● AIM OF THE EXERCISE
Output each entry that follows exactly. Images stay out.
EXTRACTED MATERIAL section start
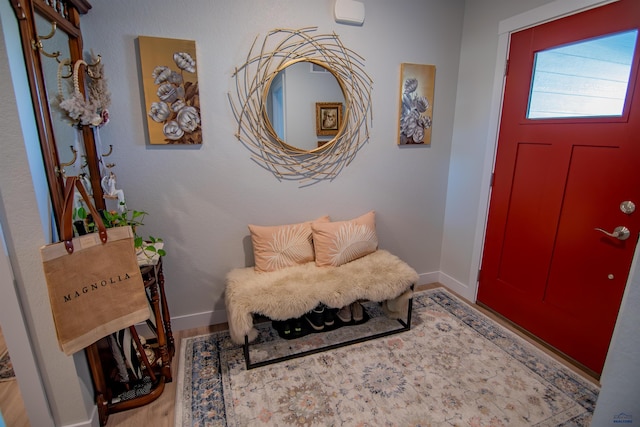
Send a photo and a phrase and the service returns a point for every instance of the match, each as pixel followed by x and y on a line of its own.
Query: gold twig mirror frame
pixel 280 49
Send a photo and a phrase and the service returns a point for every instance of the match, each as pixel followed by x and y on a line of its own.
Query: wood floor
pixel 160 413
pixel 11 403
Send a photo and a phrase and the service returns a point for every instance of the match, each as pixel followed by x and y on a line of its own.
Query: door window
pixel 584 79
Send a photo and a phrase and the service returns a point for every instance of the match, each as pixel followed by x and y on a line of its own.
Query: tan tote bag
pixel 94 282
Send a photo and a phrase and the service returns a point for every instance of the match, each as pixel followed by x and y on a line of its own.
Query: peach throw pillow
pixel 339 242
pixel 281 246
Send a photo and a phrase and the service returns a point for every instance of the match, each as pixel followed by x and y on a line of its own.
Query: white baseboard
pixel 94 421
pixel 456 286
pixel 197 320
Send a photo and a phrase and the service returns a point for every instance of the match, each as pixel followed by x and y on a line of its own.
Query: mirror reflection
pixel 64 135
pixel 291 101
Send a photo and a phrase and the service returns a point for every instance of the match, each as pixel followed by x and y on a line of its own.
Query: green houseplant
pixel 148 246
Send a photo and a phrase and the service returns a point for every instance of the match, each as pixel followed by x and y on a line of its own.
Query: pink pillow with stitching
pixel 339 242
pixel 280 246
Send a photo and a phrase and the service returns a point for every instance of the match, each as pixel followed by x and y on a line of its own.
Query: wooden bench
pixel 291 292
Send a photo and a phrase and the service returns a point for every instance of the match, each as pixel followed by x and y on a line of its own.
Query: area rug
pixel 6 368
pixel 455 367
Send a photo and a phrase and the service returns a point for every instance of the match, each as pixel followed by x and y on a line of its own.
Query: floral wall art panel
pixel 417 84
pixel 170 81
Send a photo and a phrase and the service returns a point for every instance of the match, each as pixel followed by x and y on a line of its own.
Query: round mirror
pixel 305 106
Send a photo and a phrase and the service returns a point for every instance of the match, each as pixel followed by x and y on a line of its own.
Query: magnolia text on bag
pixel 95 286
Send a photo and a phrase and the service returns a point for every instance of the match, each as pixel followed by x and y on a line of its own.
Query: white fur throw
pixel 293 291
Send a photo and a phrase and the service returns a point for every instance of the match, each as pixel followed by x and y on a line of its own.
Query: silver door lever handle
pixel 620 232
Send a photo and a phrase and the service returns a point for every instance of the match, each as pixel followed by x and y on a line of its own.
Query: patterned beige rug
pixel 455 367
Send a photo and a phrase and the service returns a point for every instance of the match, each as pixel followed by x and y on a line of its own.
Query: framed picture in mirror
pixel 328 118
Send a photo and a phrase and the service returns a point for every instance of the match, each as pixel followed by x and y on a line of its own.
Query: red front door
pixel 545 266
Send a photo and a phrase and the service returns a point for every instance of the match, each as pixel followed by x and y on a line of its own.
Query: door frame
pixel 548 12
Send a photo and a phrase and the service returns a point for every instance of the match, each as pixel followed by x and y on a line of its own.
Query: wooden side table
pixel 115 396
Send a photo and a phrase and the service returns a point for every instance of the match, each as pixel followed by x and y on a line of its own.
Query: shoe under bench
pixel 291 292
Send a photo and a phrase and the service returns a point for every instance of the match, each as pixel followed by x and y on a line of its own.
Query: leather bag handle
pixel 67 219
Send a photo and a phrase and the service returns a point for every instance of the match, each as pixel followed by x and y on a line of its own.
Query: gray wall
pixel 201 199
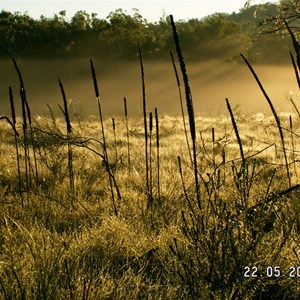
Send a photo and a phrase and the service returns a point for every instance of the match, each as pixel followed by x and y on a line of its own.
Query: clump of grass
pixel 145 123
pixel 190 109
pixel 127 134
pixel 65 111
pixel 275 117
pixel 106 161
EXTRACTED MATERIAL section end
● ANSWER
Send a photo and a phrase and the service returns a point for every instance of the match, each as pixel followed by x and y on a line of its own.
Query: gold twig mirror frame
pixel 280 49
Send a photo and a phrase and the service returns a point for every instance of the match, each as pixel followed by x and y on a line of its own.
Query: wood floor
pixel 160 413
pixel 11 403
Send a photo and a phrase and the service returns a point for every instance of the match, each as pixel followed by x and y on a line of its own.
Query: door window
pixel 584 79
Send a photo and a phrase and the service returns a point for every instance of the match, each as pixel followed by x and y on a line of its own.
Query: tan tote bag
pixel 94 282
Send a photo and a phrase and the service returns a point for every instance of the match, each as pixel followed by x and y on a line of its own.
Query: peach throw pillow
pixel 339 242
pixel 281 246
Send a photo and a phrase and the service returns a point for every instance of the match, each as pixel followed by x and y on a line of its own.
Query: white baseboard
pixel 94 421
pixel 456 286
pixel 197 320
Send a photo and a phrase and the service returns a point for every instance of the match, each as pixel followed by x and y on a line of its own.
Query: mirror reflection
pixel 64 135
pixel 291 101
Send a photo and a phrase and the service returns a point for every instance of the match, each as pixel followed by x and y on a line of its own.
Query: green houseplant
pixel 148 246
Send a photo and a phrase and the service returns a point for every instance of the match, each as pixel followed by x and y on a line of its own.
Query: pink pillow with stitching
pixel 339 242
pixel 280 246
Send a photo and a phrase and the service returns a point for every instance of the match, each as pixel followed by x and y on a line of its own.
Query: wooden bench
pixel 291 292
Send a photo and a phrase and the service returns a point for every instance of the match, each as pixel followed by x and y on a line of its own.
Query: area rug
pixel 6 368
pixel 455 367
Send a photo and a phrase and the service returns a point for every instance of the match, each as pixel followed by x and y on a line of its own.
Query: floral wall art panel
pixel 417 84
pixel 170 81
Send a photo and a phrase and the service returns a point for every instance of the match, each as pixel followed by x and y on a line of its own.
Query: round mirror
pixel 305 106
Send a photo and a phrase and the service returns a point for every instance of the match, each as pixel followed by x and y on a line of its own.
Query: magnolia text on bag
pixel 95 286
Send a photo and a phrase and the service returns a point for every instance of the match, each as pixel followed by x and y on a line of its own.
Query: white fur throw
pixel 293 291
Send a photo and a phrase and the service returns a point for every instance of the match, each as pixel followed by x and y on a line of its own.
Query: silver door lever handle
pixel 620 232
Send a photo and a phrase and the service returns a point for every instance of the match, each as pixel followed by x and y on a line of its own.
Query: patterned beige rug
pixel 455 367
Send a photo and a phrase and the service returns a point for every instance of the match, each as pixel followed by x and y on a line of its own.
Query: framed picture in mirror
pixel 328 118
Send a photo and a phrase and the service returns a point for every instance of the match, each as pixel followed by x and y on a line of its own.
Query: red front door
pixel 545 266
Send a photo and a phrase and the service returns a point for every instance of the match, each as pixel followed by x and y on a line of its own.
Query: door frame
pixel 548 12
Send a photo and a phrase and the service returns a point for every instance of the match, each as pixel followed by x and y on a line of its own.
Query: wooden side table
pixel 115 396
Send a photo and a phrase and the service returns a point for every instance of the match, each as pixel followed by x and y on a line of its own.
Query: shoe under bench
pixel 291 292
Send a photo and a phrase and the service returns a point for every instance of the match, each as pixel followed by x and y on a line of its own.
Query: leather bag handle
pixel 67 219
Send a photo and a phrase and the service returns a point for every instance of the match, each as pixel followed by x and y on a line of its own.
Query: gray wall
pixel 201 199
Send a photo and a phrase and the service returns a point for every instance of the match, each as pixel followed by x and y on a line of its own.
Query: clump of grass
pixel 145 123
pixel 190 109
pixel 127 134
pixel 65 111
pixel 275 117
pixel 106 161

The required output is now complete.